Only the run of lines from the one containing "For every instance of the brown" through the last line should be returned, exactly as written.

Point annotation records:
►

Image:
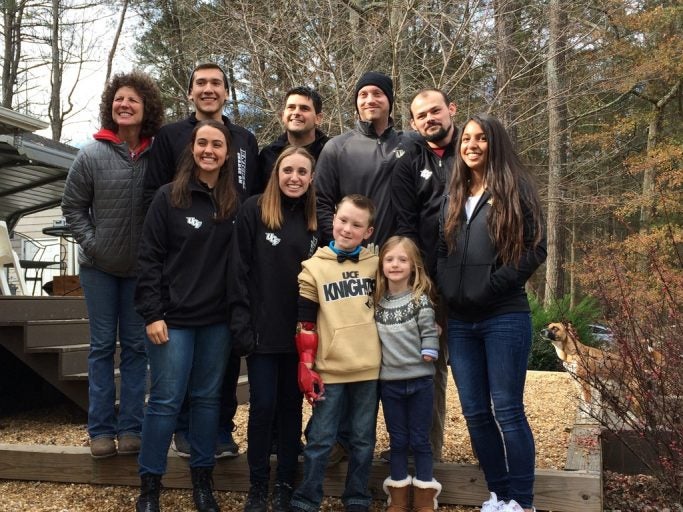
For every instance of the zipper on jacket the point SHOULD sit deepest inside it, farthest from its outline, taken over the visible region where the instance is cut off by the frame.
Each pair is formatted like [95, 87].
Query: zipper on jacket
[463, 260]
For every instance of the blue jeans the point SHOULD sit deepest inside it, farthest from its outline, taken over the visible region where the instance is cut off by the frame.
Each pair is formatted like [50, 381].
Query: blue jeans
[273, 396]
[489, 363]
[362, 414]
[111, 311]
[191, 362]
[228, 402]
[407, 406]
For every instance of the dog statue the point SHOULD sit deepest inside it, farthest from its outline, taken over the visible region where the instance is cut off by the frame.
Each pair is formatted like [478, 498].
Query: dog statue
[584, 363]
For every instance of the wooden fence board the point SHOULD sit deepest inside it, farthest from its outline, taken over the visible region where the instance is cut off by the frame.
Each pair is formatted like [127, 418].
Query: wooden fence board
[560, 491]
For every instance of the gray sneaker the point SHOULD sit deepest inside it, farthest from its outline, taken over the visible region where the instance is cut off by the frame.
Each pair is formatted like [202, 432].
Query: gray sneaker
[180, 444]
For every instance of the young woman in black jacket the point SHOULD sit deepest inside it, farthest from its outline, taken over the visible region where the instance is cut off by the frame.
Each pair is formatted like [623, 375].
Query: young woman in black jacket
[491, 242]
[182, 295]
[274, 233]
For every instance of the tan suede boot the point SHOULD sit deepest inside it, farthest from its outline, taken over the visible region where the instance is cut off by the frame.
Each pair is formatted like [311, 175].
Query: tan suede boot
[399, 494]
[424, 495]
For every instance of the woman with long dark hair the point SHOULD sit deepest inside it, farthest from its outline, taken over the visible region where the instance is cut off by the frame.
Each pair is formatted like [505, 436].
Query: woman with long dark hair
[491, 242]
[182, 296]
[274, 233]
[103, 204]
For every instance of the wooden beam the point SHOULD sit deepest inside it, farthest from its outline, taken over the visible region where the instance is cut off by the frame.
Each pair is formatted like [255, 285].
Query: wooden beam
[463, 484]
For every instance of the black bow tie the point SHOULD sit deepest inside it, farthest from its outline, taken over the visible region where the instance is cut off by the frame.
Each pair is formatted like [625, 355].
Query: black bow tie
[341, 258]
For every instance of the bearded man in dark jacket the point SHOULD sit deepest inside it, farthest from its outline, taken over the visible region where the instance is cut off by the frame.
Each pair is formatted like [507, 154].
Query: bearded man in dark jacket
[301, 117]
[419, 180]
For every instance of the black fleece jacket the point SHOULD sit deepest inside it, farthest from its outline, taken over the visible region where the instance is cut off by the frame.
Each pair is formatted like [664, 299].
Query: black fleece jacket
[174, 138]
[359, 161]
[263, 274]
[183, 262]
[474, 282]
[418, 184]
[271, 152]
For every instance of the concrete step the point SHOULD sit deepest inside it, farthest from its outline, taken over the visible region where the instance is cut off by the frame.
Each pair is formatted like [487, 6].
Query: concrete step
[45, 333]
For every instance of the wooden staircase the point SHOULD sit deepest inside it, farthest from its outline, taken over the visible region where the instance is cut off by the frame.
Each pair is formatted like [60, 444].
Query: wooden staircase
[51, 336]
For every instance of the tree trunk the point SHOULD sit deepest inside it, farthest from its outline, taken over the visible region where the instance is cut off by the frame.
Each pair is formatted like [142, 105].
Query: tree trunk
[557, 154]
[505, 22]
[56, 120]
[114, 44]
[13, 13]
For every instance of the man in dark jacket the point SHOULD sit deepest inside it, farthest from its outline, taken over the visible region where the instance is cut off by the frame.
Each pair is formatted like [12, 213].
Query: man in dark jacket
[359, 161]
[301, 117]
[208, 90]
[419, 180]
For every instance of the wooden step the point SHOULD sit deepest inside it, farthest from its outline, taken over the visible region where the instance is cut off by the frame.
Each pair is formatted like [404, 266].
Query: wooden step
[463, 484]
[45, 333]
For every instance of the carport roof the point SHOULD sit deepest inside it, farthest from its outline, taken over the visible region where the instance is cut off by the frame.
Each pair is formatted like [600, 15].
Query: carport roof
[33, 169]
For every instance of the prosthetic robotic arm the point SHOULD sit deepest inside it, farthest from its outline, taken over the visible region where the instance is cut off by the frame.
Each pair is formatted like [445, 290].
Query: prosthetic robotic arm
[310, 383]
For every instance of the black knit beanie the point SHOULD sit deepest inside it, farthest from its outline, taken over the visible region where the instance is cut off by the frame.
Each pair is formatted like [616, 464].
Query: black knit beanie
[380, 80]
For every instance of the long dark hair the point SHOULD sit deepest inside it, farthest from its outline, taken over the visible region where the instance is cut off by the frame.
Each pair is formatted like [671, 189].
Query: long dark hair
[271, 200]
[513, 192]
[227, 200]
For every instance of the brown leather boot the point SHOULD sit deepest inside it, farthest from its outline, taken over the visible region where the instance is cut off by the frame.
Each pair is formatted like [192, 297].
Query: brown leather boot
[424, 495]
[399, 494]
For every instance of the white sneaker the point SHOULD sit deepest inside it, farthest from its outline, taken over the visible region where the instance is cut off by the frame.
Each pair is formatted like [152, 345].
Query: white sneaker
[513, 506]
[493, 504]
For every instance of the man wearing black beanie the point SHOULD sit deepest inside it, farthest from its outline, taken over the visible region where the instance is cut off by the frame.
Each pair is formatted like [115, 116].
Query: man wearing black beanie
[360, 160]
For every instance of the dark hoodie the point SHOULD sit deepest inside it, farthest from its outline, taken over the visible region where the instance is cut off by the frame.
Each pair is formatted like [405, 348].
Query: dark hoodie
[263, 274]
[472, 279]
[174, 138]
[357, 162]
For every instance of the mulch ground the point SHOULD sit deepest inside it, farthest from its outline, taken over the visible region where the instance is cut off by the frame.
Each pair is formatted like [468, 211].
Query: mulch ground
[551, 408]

◄

▶ Answer to this task
For every instance of the brown leather boot the point SHOULD sit deepest inside it, farthest from its outline, taken over the visible region where the instance is cut off by the frame.
Each pair is formatted like [192, 297].
Query: brown leather boot
[424, 495]
[399, 494]
For every instance of the white sneaker the point SHOULD sit deepest inside it, farthest from its outline, taken over the visible region where the instance is cut off by the frame.
Each pair is formatted like [152, 345].
Query: white sneaker
[513, 506]
[493, 504]
For every instance of the man wearing black beanie the point SHOULD sit deepest inside it, farthest from its outline, taken over the visible region where the instance is cut off by the frame.
Each pair is formatted like [115, 116].
Query: man wearing black beanie
[360, 160]
For every instance of the dark hoodie the point SHOULD sit deepest inside it, farthest from its outline, taken over the visible region where the instance is cut off by the frame.
Each pair is formatted like [405, 348].
Query: dark hoodie
[263, 274]
[472, 279]
[174, 138]
[357, 162]
For every instance of the mulch ground the point SHOULD sit deepest inside it, farthest from its outline, taken over the visible region where the instance is cut off by the frame.
Each pair is formatted like [468, 211].
Query: mulch ground
[551, 408]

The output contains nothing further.